GOAL: Carry on the text about Car Boots Cornwall and its dog policy, starting right after its final sentence.

SOURCE:
********
Watch out someone may try to steal from your stall (especially innocent looking boys, little B’stards!) If I catches you ………………?
Special picture of liar of the WEEK!!
Jeremy Corbyn!!
Did you know that he supported the IRA when they were bombing England? The B’stard!
The worst thing that has happened to Car Boots Cornwall in all of its 27 years is the dog’s issue which has escalated our operating costs completely out of all proportion with threats and abuse from dog owners who disagree with our policies. It is nothing personal to anyone in particular, rules are rules (voted by the majority) but this type of friction towards members of our teams does nothing to enhance the Community Car Boot spirits and atmospheres. It also makes me feel like throwing myself in front of some old grannies and their Zimmer frames and end it all once and for all FFS! But, I do seriously believe that very soon DOGS will NOT be allowed to come to Car Boot Sales at all in the interests of Public Health & Safety. To those who own dogs (I also am a dog owner) and they do not agree with this policy (of course they won’t) then you will have to suck it up babes, you don’t take your dogs to Marks & Spencer’s nor Morrison’s nor Tesco’s nor Lidl’s nor Sainsbury’s nor the dreaded Asda do you? You are the pack leader in your household so tell your dog to stay at home and it has no other choice other than to shut up be shut in the house and then you can have some ‘ME time’ Be the boss!!
********
Pointing dataset excerpts:
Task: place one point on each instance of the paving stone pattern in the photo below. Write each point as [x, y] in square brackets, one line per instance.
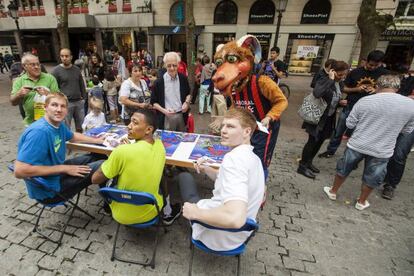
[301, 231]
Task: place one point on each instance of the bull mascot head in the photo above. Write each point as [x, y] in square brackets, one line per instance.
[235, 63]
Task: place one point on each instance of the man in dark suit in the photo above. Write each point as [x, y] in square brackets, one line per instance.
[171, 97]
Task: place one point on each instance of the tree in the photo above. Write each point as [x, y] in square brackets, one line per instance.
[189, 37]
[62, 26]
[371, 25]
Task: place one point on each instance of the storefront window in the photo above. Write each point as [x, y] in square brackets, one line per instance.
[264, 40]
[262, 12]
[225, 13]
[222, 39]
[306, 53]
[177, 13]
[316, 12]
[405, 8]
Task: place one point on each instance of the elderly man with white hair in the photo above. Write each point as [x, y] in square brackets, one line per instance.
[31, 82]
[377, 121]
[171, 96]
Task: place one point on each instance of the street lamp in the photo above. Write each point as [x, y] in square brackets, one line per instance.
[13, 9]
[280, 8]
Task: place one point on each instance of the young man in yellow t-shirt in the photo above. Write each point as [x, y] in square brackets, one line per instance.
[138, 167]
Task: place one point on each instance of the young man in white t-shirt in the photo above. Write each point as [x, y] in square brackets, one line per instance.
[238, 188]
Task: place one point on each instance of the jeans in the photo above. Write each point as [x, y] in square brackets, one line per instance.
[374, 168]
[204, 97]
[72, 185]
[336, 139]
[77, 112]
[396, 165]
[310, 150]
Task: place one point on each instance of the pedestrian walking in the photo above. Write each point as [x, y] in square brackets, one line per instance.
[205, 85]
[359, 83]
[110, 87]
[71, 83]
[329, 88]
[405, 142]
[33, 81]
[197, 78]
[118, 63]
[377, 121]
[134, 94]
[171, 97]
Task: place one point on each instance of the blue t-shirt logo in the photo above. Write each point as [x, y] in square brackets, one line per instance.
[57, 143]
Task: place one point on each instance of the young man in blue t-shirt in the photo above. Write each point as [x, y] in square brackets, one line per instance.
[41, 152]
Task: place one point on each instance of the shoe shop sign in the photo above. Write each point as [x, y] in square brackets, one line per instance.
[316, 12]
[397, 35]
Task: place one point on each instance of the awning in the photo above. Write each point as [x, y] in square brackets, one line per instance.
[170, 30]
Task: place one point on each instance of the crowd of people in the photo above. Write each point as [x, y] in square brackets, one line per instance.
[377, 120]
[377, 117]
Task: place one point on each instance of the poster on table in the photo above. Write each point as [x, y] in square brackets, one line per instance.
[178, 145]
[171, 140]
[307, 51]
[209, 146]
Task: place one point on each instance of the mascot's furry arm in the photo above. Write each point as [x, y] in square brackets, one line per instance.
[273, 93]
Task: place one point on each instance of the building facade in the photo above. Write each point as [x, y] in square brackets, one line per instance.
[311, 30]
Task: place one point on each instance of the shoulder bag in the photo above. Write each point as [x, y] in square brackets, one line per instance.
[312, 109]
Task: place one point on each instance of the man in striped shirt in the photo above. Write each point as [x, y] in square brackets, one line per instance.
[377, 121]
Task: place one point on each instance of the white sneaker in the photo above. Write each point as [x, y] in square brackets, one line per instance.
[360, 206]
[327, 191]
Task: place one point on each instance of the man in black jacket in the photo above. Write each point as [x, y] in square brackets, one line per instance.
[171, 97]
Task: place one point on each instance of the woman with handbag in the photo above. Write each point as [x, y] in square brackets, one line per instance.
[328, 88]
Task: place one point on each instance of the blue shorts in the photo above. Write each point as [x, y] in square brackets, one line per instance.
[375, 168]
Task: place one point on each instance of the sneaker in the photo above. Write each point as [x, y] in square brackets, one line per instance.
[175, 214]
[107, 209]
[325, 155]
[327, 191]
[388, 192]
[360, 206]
********
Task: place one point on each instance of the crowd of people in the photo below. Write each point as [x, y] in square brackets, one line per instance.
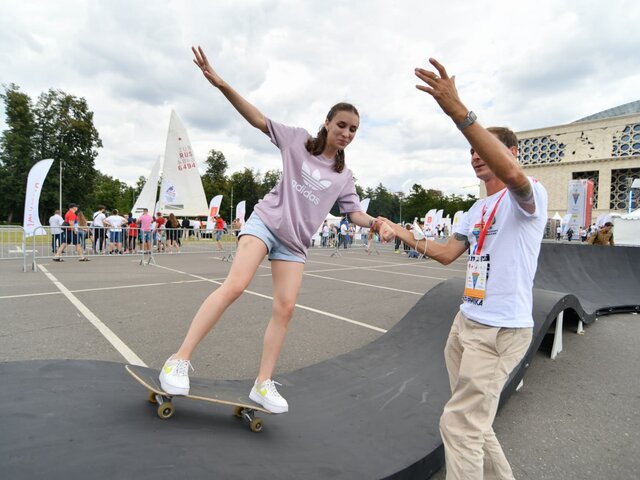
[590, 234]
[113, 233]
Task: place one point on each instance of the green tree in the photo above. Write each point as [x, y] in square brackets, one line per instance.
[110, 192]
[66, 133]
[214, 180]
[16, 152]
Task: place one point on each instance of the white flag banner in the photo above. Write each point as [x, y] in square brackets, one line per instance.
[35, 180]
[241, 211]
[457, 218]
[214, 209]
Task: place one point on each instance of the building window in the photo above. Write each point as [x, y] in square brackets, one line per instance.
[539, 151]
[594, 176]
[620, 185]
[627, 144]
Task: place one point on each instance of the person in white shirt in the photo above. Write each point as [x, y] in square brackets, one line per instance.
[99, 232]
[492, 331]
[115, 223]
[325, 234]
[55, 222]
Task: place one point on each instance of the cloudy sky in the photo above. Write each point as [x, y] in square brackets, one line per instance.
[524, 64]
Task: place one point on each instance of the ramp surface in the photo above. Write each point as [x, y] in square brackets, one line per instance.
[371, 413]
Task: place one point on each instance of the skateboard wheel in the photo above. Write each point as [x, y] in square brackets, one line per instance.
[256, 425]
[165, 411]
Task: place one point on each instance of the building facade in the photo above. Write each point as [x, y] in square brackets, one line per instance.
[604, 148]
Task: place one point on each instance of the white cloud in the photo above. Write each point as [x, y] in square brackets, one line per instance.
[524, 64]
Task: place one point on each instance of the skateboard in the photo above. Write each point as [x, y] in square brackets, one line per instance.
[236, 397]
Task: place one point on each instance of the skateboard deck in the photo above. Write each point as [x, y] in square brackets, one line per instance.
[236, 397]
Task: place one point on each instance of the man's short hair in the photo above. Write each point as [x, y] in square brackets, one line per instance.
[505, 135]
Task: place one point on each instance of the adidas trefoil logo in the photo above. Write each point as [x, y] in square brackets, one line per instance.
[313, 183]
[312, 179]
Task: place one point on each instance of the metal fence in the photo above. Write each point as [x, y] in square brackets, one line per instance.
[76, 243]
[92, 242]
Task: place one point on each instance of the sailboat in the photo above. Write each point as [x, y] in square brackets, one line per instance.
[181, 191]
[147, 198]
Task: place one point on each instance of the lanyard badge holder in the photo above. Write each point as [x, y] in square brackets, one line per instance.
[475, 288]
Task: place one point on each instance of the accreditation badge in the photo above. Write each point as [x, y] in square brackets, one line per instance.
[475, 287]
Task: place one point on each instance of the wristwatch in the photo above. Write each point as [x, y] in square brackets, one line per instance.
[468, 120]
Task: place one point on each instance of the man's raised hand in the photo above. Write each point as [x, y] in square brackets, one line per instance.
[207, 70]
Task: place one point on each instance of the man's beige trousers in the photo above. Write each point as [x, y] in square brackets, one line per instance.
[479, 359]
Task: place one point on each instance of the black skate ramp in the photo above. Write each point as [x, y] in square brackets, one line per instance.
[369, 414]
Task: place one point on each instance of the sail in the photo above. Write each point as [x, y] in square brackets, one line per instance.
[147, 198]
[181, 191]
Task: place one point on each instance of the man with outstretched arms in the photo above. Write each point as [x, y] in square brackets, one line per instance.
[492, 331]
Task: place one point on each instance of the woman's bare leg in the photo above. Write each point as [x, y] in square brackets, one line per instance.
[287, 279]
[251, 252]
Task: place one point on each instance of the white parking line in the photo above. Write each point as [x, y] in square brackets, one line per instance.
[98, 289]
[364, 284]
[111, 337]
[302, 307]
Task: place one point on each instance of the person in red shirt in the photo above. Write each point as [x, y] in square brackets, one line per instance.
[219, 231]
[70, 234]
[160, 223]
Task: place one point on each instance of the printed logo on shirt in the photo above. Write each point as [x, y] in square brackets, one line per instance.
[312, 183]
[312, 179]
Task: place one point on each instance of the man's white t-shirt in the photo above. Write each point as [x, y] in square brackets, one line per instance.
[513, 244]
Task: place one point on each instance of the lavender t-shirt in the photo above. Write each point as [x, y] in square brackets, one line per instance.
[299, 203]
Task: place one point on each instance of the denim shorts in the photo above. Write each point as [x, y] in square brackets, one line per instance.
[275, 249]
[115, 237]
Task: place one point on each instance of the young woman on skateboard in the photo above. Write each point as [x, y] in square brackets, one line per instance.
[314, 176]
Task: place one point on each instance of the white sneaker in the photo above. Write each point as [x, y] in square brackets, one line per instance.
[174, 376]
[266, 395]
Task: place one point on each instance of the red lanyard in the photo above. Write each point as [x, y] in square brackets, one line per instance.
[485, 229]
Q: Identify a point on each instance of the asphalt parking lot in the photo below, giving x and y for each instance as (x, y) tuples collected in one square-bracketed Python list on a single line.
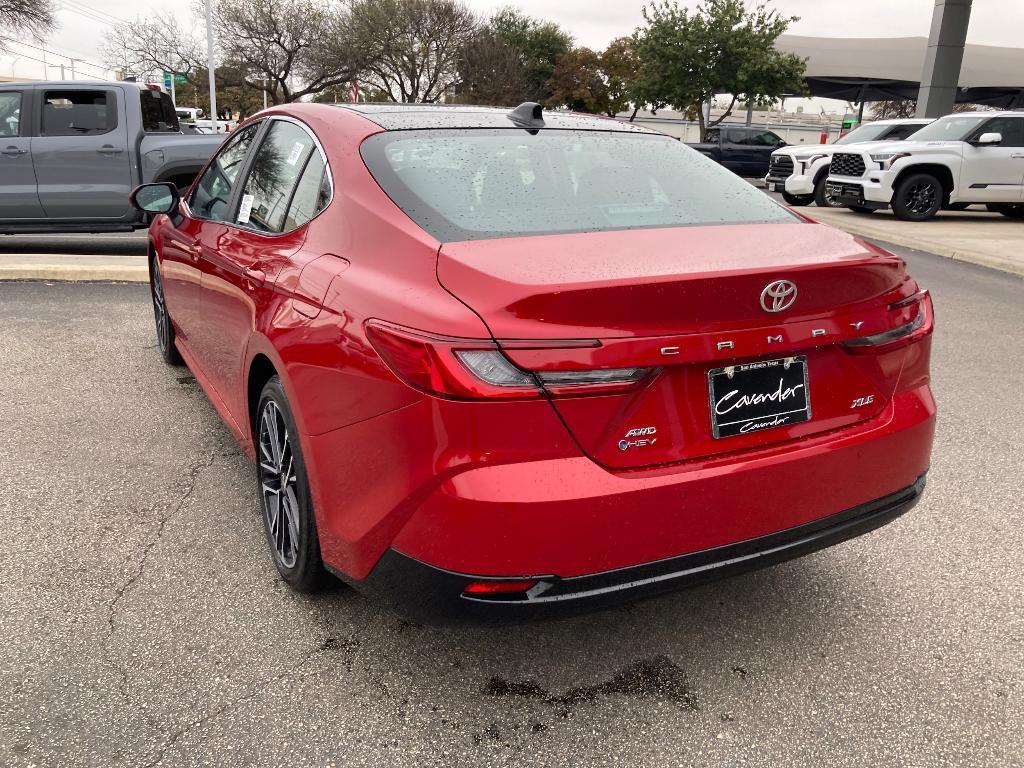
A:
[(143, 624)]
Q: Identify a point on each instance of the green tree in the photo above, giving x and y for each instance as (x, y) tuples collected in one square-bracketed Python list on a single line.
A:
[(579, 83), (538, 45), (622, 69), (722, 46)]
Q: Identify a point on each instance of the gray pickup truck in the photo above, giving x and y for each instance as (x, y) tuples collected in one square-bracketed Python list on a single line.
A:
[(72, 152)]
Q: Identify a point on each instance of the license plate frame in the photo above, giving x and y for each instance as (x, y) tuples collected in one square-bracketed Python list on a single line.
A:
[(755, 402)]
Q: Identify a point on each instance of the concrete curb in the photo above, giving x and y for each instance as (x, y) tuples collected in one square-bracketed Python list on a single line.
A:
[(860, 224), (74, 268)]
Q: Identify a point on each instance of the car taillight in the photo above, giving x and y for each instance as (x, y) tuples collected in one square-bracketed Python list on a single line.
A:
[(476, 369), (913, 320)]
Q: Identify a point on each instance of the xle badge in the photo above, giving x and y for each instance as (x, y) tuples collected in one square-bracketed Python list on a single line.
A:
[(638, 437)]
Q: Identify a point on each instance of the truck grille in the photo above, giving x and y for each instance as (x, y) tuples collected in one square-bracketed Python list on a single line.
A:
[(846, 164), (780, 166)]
********
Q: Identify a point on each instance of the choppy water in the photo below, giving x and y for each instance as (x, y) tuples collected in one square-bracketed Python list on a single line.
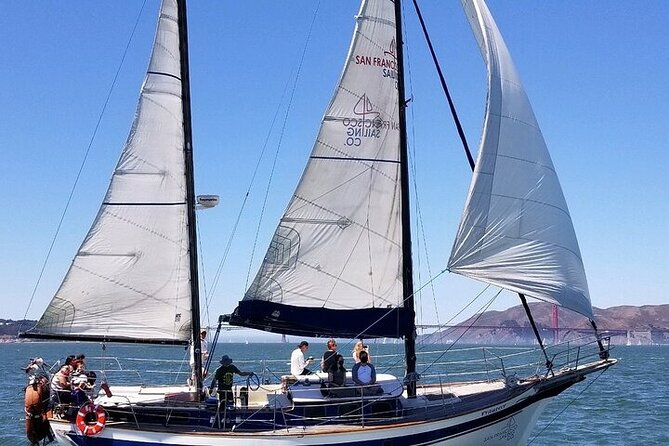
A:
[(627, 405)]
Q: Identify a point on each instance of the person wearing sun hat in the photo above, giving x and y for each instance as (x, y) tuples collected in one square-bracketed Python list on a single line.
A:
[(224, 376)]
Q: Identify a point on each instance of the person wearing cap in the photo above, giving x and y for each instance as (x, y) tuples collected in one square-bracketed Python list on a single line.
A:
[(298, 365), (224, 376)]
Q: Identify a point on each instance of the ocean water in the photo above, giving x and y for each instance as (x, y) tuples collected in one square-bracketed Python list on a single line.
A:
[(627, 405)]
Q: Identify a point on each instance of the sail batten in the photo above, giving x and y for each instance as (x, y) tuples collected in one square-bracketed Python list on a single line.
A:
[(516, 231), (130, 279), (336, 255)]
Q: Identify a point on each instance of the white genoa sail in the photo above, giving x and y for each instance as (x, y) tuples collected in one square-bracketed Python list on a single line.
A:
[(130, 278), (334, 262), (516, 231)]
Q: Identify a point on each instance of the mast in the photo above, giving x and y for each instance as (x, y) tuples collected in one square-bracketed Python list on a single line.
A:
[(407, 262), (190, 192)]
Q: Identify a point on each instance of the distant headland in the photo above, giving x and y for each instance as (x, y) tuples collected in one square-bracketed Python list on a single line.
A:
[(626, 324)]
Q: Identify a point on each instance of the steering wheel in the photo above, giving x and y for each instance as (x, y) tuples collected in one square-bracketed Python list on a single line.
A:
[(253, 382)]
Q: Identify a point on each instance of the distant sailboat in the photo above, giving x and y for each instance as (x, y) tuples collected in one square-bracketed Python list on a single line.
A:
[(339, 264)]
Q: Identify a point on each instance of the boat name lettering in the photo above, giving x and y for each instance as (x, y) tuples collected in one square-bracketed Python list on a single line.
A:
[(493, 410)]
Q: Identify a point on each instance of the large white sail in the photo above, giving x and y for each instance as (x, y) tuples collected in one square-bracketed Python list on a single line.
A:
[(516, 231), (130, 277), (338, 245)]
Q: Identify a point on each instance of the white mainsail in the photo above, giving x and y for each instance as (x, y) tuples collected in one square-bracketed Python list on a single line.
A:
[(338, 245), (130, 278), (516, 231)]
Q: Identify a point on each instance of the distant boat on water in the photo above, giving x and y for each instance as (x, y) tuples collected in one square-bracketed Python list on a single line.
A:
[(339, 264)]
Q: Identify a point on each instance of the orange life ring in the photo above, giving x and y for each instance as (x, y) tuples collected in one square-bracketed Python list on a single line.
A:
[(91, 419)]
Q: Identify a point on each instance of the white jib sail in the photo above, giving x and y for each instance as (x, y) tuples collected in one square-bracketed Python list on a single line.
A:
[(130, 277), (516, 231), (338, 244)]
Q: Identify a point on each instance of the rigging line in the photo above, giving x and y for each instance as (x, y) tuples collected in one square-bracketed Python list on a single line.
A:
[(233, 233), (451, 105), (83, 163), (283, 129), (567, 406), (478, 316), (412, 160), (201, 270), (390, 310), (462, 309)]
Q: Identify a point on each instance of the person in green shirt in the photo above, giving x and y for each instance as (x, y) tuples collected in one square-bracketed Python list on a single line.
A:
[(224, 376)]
********
OUTPUT BELOW:
My mate Paul is the owner of Pauls Car Boot Sales in Taunton. He runs his sales more or less the same way as CBC but they do have a total ban on dogs at their Car Boot Sales “No Dogs Allowed” Paul’s business has suffered NO LOSS as a result of the ban supported by the majority of his customers of which I admire very much. Paul charges £1.00 admission to his sales to meet the high operating costs of running Car Boot Sales. I absolutely support the £1.00 charge or a Car Parking Charge and I do predict that we will have to change our admission and parking charges at some of our locations for our 2017 main season. Paul is a good mate he would like to buy CBC I wouldn’t mind a swap maybe. Taunton’s lovely? But then, could I desert all of those lovely regular sellers and buyers and their kids and Bee dogs? In a word! YES!!!
We, that is CBC and our customers, that is you our loyal (to yourselves) sellers and buyers have all had a dreadful season so far this year due to the rotten weather and the most disappointing holdups at Newquay contributing to some up-country sellers avoiding Cornwall this year. We have lost several Market Traders for the season due to the serious delays with Newquay. Lots of our young mums were affected by the problems and delays to the start of our season at Newquay as they were unable to do as in previous years.
Once they had got the kids off to school in the morning they could come to sell at Newquay for a couple of hours, make a few quids then back home in time to get the kids back from school! Happiness is! But with the 8 weeks delay then with the piss poor weather it has all taken its toll on people who rely on earning money at our Car Boot Sales. I am sorry for all customers especially our special Mumsies. Go for it ladies we have about 8 weeks before the end of the season at Newquay, or so the Landlord assures me, haven’t we been here before dears?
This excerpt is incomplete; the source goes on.